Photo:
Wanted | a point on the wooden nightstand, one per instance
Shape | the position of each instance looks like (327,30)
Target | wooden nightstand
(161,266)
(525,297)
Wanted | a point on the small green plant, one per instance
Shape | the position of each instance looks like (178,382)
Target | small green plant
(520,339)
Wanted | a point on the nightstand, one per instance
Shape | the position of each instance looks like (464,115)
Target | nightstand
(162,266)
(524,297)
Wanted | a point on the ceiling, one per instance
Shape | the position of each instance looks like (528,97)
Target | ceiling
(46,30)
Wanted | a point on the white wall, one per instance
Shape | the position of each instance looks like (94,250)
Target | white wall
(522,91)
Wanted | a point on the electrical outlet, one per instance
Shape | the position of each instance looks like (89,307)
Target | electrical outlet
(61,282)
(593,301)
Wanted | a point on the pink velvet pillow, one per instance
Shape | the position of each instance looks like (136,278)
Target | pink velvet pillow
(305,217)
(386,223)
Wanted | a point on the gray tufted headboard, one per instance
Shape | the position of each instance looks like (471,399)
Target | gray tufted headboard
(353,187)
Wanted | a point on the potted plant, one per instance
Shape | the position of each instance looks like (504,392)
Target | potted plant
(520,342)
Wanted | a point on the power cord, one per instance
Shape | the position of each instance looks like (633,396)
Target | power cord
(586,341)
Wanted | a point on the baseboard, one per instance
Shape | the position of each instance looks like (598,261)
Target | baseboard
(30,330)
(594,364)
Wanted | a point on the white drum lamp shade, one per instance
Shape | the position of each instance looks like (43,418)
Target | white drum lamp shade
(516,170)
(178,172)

##########

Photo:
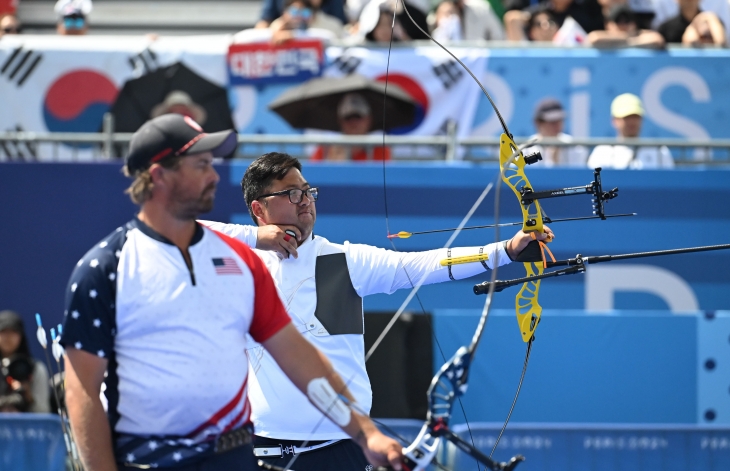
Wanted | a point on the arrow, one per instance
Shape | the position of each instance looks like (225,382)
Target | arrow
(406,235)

##########

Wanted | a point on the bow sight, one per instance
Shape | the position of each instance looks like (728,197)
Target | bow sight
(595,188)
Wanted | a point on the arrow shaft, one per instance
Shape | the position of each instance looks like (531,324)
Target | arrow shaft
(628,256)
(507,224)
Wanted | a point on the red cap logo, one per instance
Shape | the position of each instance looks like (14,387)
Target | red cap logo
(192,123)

##########

- [Assignment]
Write out, from the lines above, only those from the line with "Target | ceiling" to the line with "Shape | the position of each instance looks like (136,278)", exactly as given, including the first and the last.

- [Your solution]
Target | ceiling
(46,30)
Wanted | a point on the white wall, one per instance
Shape | the position of each instance looks like (94,250)
Target | white wall
(522,91)
Wanted | a point on the electrical outlet, one per instance
Shape | the position of each instance looks like (89,307)
Target | electrical outlet
(61,282)
(593,301)
Wanted | a point on the pink velvet pillow, one per instance
Shape | the position of each instance looks like (136,278)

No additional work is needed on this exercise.